§ Exercise details: Reproduce nothing but the closing run of lines: the line with "of the ripe" and each line that follows it to the end of the data.

§ Exercise data:

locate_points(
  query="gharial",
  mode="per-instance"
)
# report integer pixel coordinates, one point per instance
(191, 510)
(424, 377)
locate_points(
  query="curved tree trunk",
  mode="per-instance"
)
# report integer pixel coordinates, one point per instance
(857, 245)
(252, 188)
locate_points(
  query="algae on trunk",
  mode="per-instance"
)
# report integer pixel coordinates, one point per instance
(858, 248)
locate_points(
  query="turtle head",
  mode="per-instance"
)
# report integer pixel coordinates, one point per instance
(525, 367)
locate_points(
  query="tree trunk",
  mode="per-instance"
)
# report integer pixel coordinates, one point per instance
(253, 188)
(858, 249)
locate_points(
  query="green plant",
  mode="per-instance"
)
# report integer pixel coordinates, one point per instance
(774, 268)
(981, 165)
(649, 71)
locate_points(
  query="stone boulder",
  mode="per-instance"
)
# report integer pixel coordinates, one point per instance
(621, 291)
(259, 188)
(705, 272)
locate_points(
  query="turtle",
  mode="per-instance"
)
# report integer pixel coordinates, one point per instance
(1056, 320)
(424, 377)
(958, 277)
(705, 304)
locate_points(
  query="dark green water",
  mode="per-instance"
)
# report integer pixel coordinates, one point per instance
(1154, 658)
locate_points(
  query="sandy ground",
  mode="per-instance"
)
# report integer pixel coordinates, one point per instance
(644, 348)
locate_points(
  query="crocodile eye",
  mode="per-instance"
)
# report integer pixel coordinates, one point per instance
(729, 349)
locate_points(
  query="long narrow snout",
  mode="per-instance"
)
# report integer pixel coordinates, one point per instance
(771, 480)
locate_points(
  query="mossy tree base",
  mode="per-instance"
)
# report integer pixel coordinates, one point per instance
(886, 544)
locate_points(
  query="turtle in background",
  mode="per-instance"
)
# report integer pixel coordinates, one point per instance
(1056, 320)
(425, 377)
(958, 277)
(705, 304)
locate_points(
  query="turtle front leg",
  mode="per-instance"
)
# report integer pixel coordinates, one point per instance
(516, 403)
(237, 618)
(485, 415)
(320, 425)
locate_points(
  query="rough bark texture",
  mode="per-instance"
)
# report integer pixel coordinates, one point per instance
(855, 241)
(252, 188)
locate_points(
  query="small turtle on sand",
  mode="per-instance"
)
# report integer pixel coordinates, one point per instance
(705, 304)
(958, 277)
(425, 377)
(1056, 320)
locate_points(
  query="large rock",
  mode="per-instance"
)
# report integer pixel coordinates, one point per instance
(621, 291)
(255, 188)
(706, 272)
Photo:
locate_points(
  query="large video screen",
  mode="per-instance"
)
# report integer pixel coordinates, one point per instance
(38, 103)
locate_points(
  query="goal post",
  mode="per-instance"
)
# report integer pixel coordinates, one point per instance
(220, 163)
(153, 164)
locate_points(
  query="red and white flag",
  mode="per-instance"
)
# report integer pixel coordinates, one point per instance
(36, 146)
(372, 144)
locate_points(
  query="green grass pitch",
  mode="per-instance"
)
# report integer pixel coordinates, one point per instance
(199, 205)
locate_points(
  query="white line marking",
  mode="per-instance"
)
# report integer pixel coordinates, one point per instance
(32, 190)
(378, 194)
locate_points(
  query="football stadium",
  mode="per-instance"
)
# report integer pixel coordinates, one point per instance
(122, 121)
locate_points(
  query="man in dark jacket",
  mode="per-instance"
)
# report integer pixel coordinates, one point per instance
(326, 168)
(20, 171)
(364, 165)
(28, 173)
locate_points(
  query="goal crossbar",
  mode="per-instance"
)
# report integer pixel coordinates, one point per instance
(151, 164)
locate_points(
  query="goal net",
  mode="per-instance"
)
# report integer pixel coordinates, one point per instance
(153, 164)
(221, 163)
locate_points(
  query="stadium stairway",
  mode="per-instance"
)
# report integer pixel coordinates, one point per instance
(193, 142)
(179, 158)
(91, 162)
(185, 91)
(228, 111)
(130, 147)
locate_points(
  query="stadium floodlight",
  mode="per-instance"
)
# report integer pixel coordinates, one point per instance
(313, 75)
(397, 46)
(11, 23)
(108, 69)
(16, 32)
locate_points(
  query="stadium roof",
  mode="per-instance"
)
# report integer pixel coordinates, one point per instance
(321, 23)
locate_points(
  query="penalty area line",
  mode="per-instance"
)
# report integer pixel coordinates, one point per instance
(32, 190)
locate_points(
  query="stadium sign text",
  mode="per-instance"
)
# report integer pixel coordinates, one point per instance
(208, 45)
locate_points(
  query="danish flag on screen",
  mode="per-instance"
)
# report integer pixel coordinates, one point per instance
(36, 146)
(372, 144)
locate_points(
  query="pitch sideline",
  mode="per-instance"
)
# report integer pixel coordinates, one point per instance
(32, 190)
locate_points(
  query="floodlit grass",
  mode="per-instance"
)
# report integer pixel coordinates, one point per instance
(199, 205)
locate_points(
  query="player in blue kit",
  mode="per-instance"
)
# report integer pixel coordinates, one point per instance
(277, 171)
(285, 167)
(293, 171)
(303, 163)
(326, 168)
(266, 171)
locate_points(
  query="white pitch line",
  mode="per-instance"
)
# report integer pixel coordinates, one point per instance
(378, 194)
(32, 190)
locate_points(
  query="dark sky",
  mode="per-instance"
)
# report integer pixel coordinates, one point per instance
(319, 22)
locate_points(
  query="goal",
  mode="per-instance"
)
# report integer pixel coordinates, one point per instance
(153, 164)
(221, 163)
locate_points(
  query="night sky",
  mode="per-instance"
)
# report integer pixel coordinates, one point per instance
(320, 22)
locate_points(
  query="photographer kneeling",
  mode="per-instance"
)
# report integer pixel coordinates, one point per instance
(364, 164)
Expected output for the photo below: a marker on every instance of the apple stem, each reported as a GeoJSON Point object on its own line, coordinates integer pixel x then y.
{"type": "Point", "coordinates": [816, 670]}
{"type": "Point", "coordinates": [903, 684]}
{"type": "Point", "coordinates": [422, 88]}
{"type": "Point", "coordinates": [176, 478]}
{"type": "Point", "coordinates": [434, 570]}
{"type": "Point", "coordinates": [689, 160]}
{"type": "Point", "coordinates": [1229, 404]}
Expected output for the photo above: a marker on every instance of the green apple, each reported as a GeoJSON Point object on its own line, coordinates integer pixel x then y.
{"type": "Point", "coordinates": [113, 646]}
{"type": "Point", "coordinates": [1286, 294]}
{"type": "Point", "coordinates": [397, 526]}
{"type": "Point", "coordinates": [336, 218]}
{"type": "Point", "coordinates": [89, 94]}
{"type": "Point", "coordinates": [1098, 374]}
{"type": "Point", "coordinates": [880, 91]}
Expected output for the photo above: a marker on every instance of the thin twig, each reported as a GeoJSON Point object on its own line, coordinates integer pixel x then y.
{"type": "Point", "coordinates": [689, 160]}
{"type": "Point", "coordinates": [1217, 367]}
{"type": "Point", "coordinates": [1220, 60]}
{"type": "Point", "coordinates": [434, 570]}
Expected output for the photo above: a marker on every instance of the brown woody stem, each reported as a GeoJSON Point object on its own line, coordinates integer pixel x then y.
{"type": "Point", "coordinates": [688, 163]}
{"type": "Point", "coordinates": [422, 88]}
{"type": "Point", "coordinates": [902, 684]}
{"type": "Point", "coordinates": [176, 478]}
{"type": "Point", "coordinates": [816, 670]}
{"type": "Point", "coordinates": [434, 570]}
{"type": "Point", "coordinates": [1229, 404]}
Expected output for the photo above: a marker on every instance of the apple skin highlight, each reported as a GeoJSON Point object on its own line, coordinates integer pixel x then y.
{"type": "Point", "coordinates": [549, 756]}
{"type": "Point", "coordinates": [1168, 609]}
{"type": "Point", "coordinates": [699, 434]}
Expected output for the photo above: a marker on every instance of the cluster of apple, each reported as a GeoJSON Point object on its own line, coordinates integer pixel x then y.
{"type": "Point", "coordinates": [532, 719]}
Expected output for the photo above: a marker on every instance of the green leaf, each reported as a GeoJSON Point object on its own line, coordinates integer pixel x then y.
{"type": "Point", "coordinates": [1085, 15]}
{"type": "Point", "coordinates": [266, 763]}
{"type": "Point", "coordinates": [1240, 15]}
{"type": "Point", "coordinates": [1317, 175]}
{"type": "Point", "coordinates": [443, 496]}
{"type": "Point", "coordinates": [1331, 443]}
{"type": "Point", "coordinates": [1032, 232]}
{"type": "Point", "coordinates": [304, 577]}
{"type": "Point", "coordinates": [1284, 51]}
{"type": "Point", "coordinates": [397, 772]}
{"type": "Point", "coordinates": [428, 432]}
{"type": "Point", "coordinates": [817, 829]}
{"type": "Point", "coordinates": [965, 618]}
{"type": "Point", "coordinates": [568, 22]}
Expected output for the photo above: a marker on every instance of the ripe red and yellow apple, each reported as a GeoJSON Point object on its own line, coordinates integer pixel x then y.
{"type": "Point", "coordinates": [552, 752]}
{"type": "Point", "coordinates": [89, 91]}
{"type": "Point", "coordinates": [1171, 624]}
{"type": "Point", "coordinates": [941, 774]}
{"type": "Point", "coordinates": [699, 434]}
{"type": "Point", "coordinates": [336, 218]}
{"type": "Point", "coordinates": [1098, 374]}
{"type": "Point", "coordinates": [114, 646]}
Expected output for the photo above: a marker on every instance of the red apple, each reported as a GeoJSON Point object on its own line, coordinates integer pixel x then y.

§ Written answer:
Expected output for the photo above: a marker on every instance of the ripe red and yellow apple, each reported as a GeoJSON Point object on its own line, coordinates integer pixel x then y.
{"type": "Point", "coordinates": [552, 752]}
{"type": "Point", "coordinates": [89, 91]}
{"type": "Point", "coordinates": [1171, 624]}
{"type": "Point", "coordinates": [941, 774]}
{"type": "Point", "coordinates": [699, 434]}
{"type": "Point", "coordinates": [336, 218]}
{"type": "Point", "coordinates": [1098, 374]}
{"type": "Point", "coordinates": [114, 646]}
Expected output for the photo above: a marker on every instance of the red apple, each reported as a GeoJSON Point object on its own line, coordinates integer pixel x then y.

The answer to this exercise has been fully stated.